BEGIN Materials provided

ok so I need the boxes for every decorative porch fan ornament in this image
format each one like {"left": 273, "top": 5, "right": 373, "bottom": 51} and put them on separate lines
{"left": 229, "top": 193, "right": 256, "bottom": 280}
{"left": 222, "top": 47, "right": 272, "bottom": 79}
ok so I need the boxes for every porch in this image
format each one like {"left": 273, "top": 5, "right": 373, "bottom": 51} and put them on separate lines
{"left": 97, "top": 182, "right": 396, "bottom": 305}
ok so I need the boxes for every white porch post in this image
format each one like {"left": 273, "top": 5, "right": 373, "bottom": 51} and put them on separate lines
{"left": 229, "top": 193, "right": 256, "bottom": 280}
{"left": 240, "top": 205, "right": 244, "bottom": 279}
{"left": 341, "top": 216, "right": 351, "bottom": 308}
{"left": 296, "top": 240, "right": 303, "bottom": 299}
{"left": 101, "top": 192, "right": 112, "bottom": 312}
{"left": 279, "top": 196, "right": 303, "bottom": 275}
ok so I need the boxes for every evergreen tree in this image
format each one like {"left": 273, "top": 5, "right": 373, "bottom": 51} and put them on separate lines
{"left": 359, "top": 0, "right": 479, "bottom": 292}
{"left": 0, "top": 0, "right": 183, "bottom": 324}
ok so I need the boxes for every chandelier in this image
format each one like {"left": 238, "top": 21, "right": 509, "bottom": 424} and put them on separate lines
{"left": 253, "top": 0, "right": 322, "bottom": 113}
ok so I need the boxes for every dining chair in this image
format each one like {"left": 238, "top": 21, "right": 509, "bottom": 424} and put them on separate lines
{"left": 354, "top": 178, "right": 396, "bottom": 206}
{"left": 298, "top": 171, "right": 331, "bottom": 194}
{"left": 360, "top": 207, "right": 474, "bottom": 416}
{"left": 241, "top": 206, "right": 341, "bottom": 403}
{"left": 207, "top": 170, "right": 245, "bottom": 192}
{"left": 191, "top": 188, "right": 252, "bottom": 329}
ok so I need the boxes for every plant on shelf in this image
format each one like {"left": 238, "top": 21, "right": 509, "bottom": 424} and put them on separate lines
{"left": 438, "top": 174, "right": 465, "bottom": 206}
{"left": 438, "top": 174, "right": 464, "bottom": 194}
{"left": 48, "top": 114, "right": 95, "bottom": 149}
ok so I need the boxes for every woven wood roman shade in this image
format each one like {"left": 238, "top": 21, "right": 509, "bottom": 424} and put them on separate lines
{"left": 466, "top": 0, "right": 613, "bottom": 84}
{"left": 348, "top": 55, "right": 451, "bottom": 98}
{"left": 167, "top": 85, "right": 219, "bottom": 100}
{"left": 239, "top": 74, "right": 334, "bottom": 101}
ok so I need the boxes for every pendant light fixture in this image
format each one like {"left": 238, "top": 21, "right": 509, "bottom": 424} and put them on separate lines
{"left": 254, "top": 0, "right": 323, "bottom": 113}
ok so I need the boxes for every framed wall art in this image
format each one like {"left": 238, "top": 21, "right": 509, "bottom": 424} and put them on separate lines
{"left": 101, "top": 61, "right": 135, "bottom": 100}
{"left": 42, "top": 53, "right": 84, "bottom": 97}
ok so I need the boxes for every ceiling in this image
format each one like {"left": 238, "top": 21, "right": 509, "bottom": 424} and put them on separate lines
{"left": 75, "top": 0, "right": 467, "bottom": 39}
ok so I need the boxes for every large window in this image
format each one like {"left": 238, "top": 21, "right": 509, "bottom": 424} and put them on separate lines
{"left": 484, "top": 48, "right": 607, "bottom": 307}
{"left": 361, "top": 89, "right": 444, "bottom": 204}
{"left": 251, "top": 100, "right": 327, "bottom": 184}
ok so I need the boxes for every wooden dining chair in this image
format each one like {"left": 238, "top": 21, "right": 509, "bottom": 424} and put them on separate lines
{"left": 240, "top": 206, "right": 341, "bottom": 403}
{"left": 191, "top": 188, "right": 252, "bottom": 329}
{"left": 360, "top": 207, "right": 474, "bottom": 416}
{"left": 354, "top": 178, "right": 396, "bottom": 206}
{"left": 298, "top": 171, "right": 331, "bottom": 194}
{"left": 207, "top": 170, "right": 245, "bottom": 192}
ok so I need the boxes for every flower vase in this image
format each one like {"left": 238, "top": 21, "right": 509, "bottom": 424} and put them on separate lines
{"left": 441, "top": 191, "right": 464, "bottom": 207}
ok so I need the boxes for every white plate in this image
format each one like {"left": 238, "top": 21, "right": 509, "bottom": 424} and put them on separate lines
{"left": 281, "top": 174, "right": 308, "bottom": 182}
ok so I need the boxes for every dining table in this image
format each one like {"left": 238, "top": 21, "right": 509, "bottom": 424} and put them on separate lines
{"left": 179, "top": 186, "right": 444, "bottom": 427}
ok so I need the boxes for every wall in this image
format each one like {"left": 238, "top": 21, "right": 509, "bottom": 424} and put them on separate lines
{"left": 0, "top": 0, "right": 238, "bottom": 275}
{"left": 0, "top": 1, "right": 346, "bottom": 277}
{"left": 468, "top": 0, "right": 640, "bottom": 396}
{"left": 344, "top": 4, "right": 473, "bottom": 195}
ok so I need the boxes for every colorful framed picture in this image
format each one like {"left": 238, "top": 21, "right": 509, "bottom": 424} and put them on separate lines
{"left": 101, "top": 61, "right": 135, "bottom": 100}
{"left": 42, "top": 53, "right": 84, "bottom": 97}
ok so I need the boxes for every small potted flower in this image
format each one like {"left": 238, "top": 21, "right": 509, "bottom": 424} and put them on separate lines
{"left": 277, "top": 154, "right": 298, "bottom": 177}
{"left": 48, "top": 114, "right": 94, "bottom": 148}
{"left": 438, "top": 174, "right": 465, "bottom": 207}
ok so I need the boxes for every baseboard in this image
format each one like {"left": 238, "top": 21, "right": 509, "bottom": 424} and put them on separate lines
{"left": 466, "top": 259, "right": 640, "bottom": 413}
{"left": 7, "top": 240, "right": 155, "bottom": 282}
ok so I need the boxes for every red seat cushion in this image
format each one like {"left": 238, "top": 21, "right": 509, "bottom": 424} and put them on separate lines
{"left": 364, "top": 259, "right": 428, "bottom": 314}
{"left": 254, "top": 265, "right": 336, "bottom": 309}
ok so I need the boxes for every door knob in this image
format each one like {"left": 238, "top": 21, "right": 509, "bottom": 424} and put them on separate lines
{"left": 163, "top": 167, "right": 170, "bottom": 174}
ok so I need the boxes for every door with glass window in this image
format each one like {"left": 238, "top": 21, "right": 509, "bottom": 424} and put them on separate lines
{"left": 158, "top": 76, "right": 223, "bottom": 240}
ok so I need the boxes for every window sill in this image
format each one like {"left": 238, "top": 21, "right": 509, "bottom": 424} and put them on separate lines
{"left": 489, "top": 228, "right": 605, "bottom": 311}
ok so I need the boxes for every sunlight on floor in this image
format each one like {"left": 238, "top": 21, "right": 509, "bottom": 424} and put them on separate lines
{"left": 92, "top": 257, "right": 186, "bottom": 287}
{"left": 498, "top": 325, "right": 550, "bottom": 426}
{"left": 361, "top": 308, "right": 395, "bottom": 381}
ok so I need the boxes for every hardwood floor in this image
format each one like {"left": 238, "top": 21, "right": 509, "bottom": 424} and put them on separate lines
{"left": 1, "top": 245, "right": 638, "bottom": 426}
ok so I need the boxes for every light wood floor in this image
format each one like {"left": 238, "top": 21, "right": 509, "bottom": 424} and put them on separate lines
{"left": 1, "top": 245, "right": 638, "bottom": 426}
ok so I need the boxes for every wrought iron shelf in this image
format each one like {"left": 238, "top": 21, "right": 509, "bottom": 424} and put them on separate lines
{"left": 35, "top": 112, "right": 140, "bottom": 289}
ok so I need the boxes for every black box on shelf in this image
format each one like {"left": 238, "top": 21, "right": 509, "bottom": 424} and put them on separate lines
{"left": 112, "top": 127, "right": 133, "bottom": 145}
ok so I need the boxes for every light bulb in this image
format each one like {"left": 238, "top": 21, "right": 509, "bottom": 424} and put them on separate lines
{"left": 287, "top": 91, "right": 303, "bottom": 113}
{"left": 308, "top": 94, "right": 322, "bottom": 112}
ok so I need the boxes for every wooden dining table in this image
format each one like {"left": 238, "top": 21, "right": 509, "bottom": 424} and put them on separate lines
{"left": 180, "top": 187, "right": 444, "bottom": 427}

END Materials provided

-- Instructions for the task --
What is the number of lines in the data above that contain the word "floor"? Report the figure only.

-- Written answer --
3